> [Texte fourni]:
• • • • • • •

Elle partage par ailleurs son lagon avec Tahaa, sa voisine, distante de 4 km seulement. Une légende dit que Tahaa et Raiatea ne formaient par le passé qu’une seule île, mais qu’un géant en colère les aurait séparées d’un grand coup de main, suite à un chagrin d’amour. (J’adore ces légendes Maohi).
Comme il est encore tôt, notre bungalow n’est pas tout à fait prêt, et nous prenons un petit café en discutant avec l’ami de Kevin et Laura, les “patrons”, qui s’occupe de plein de choses ici. La villa Tonoï a une histoire : Laura est la fille d’un riche polynésien ayant fait fortune dans l’industrie. Et comme c’est son fils qui est aujourd’hui impliqué dans la reprise de l’entreprise familiale, il a fait construire la Villa Tonoï pour sa fille, afin d’être équitable. La belle Laura a entre temps rencontré Kevin et ils s’occupent désormais de ce petit établissement de 4 bungalows autour d’une jolie piscine. Et on s’y sent … trop bien ! Laura et Kevin sont adorables, tout comme les gens qui travaillent avec eux… On sent que les rapports avec eux sont plus que sains, amicaux, effectivement.
On se sent tellement bien que dès qu’on a récupéré notre bungalow, on sort nos maillots : programme du jour : regarder la vue du Bungalow sans jamais se lasser, admirer les piroguiers s’entraîner pour les grandes compétitions qui arrivent, notamment la Tahiti Pearl Regatta qui se déroule en mai ou la Hawaiki Nui Va’a en Novembre (la pirogue est en Polynésie le sport national), lire, nager dans la piscine et surtout organiser du début de notre périple en Amérique du Sud (déjà, savoir comment s’y rendre, car les billets via l’île de Pâques qu’on avait envisagé d’acheter ont pris 3000 Euros… on ne visitera donc pas l’île de Pâques…).
- Entrainement des piroguiers – Vue de notre bungalow – Villa Tonoï – Raiatea – Polynésie
La journée est finalement bien occupée et passe vite !

• • • • • • •

> [Consigne 1]: Résumez en deux phrases le récit de séjour à Raiatea.
> [Consigne 2]: Rédigez la suite du récit de séjour à Raiatea à partir de sa dernière phrase.

• • • • • • •

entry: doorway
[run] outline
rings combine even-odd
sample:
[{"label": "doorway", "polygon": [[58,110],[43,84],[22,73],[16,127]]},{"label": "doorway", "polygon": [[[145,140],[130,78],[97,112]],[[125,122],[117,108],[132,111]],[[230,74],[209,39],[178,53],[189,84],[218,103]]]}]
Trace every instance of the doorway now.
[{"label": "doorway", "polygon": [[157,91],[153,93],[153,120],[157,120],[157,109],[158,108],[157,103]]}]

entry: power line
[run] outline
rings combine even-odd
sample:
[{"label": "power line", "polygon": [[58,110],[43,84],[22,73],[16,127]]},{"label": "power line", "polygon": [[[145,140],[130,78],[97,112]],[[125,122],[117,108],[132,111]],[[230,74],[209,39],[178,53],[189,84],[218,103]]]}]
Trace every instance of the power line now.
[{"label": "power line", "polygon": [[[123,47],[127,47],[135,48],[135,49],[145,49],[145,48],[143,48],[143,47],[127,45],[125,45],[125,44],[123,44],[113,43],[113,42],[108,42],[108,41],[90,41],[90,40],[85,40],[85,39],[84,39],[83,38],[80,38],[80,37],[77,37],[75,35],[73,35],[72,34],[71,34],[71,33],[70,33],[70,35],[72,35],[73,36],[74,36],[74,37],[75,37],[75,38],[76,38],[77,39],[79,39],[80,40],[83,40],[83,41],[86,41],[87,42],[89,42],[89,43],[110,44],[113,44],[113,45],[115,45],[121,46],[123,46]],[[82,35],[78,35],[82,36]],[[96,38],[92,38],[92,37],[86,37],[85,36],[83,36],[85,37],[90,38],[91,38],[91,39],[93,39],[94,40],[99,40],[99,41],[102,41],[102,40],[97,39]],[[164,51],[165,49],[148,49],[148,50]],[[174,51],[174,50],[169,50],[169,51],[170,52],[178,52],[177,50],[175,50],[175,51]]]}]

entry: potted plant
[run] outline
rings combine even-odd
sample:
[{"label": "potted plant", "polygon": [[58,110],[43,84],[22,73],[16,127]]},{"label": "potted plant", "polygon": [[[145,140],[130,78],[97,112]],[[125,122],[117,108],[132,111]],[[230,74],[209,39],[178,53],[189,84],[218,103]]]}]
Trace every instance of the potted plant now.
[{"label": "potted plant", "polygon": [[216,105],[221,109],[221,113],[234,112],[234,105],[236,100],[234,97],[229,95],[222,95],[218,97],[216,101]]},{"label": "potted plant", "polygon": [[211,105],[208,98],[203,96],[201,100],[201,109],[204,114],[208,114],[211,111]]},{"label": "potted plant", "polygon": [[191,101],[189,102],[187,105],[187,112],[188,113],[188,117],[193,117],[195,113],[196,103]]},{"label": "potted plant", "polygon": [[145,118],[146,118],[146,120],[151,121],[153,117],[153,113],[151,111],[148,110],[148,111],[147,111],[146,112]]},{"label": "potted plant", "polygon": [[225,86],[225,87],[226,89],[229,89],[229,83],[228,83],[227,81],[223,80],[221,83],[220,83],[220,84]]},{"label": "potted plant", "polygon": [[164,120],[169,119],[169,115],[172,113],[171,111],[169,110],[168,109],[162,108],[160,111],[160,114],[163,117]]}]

• • • • • • •

> [Corrigé 1]: Une légende raconte que Tahaa et Raiatea, séparées aujourd'hui de 4 km seulement, ne formaient autrefois qu'une seule île avant qu'un géant en colère ne les sépare à la suite d'un chagrin d'amour. À la villa Tonoï, petit établissement de 4 bungalows tenu par Laura et Kevin, la journée passe vite entre la contemplation de la vue, l'entraînement des piroguiers, la lecture, la baignade et l'organisation du début du périple en Amérique du Sud.

> [Corrigé 2]:
Le 6 Mars, nous avons loué une voiture pour le désormais traditionnel “tour de l’île” que nous faisons sur chaque île visitée (voir Moorea, Huahine). Non qu’on soit accro à la chose, mais les excursions sont toujours extrêmement chères, et en une journée, ces petits tours nous permettent d’en découvrir un maximum pour un budget à peu près maîtrisé. Et comme nous avons peu de temps sur chaque île…De toute façon, pas de transport en commun ici.
Nous voici donc partis vers le Sud, une fois la voiture livrée à domicile, comme à Huahine !
Nous traversons la jolie baie de Faaroa, dans laquelle se jette la rivière du même nom, la seule navigable de Polynésie.
Et nous parvenons un peu plus loin, face à la passe de Te Ava Moa au Marae de Taputapuatea, le plus grand (2000 ha) et le plus sacré de toute la Polynésie, au delà même de la Polynésie française ! Patrimoine mondial de l’Unesco depuis 2017 ! (ça me manquait les “patrimoine mondial…”), lieu de pèlerinage pour tout le peuple Polynésien.

Nous plongeons une nouvelle fois au coeur de la culture polynésienne, de moins en moins perdus (merci quand même pour le petit prospectus et les panneaux explicatifs)…
Ce Marae exceptionnel date du XVIIeme siècle, mais remplace un Marae plus ancien, dédié à Taaroa. Il est lui dédié au dieu Oro, le dieu de la vie et de la mort, de la guerre, bref, le “souverain du monde”. Selon la légende, c’est Hiro, demi-dieu descendant d’Oro qui construisit ce Marae et lui donna le nom de Taputapuatea.
Il était autrefois considéré comme le coeur religieux de toute la Polynésie Orientale. Sa vocation était de relier le monde des humains (Te Ao), le monde des dieux (Te Ra’i) et le monde des ancêtres (Te Pô). L’une de ses particularité est également qu’il est sacré à la fois côté terre, mais aussi côté mer : La passe Te Ava Moa, en face, est en effet également sacrée.
- Pétroglyphe poisson – Marae Taputapuatea – Raiatea – Polynésie
Il est en réalité constitué d’un ensemble de 83 Marae qui structuraient la vie spirituelle et sociale des grandes chefferies du XVIIeme et XVIIIeme siècle : C’était à la fois un grand centre politique mais aussi cérémoniel, funéraire et religieux.
Nous explorons quelques maraes, immenses dalles de corail et de pierre volcaniques.
- Marae Taputapuatea – Raiatea – Polynésie
On y découvre le trône du roi, le lieu d’investiture des chefs suprêmes, marqué par une pierre dressée de 2 mètres 70.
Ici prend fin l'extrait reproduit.